#### Vorliegender Text:

################

Regierende, die den Verfassungschutz einen neuen „Phänomenbereich Delegitimierung des Staates“ erfinden und verfolgen lassen, regieren selbst seit über zwei Jahren ohne Legitimität. Legitimität und Demokratie wird nur statisch an einen Wahlakt gebunden gedacht, und von diesem für die gesamte Wahlperiode abgeleitet. Demokratie ist aber kein fixer Zustand, sondern ein Prozess, weshalb auch demokratisch erworbene (Regierungs-)Legitimität sich zu jedem Zeitpunkt neu erweisen muss. Denn das Volk übereignet keine Macht an seine Gewählten, sondern leiht sie diesen nur zeitweise für ein stellvertretendes Regieren. Deshalb muss sie jederzeit rückholbar bleiben.

################

#### Bereitgestellte Daten:
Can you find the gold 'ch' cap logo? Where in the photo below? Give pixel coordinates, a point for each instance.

################

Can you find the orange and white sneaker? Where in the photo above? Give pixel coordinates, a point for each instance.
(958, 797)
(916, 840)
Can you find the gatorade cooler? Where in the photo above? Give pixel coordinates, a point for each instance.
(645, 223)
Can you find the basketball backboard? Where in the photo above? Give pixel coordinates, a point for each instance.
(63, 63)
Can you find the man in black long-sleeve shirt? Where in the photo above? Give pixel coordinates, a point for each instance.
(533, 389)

################

#### Arbeitsfragen:
(1) Entscheide, ob die folgenden Aussagen mit dem Text über demokratische Legitimität übereinstimmen. Antworte jeweils mit Ja oder Nein und zitiere die entscheidenden Worte des Textes wörtlich.
(a) Demokratie wird im Text als Prozess beschrieben.
(b) Nach dem Text übergibt das Volk seine Macht dauerhaft an die Gewählten.
(c) Laut Text regieren die Regierenden seit über zwei Jahren ohne Legitimität.
(2) Setze den Text über demokratische Legitimität nach seinem letzten Satz fort.

#### Lösungen:
(1)
(a) Ja: „Demokratie ist aber kein fixer Zustand, sondern ein Prozess“
(b) Nein: „das Volk übereignet keine Macht an seine Gewählten, sondern leiht sie diesen nur zeitweise für ein stellvertretendes Regieren“
(c) Ja: „regieren selbst seit über zwei Jahren ohne Legitimität“

(2)
Der Widerstand der Politik gegen Volksabstimmungen ist erklärbar. Denn diese könnten nicht nur einen parteienunabhängigen Weg für Neuwahlen und direkte Entscheidungen wichtiger Sachfragen durch das Volk eröffnen, sondern das als Quasi-Verfassung fungierende Grundgesetz unter einen Abstimmungsvorbehalt stellen: Keine Grundgesetzänderung mehr ohne bestätigende Volksabstimmung. Erst nach diesen Konsequenzen kann man überhaupt beginnen, von Demokratie zu sprechen. Ein Volk, dass über keine direkte Macht über seinen Gesellschaftsvertrag verfügt, ist nicht souverän, sondern zum Anhängsel seiner Vertreter degradiert. Und genau mit dieser auf den Kopf gestellten „Demokratie“-Sicht schauen viele Politiker in Deutschland auf ihre Wähler herab: Der selbstentlarvende Spruch von Außenministerin Baerbock drückt es aus: „Egal, was meine deutschen Wähler denken“ – ein einmal errungenes Abgeordnetenmandat oder Regierungsamt wird als vierjähriges Recht zur Volkserziehung aufgefasst. Deshalb müssen Grünen-Wähler, die dem Wahlversprechen „Keine Rüstungsexporte in Kriegsgebiete“ vertrauten, nun jahrelang ohnmächtig der Kriegstreiberei dieser Partei in der Regierung zuschauen.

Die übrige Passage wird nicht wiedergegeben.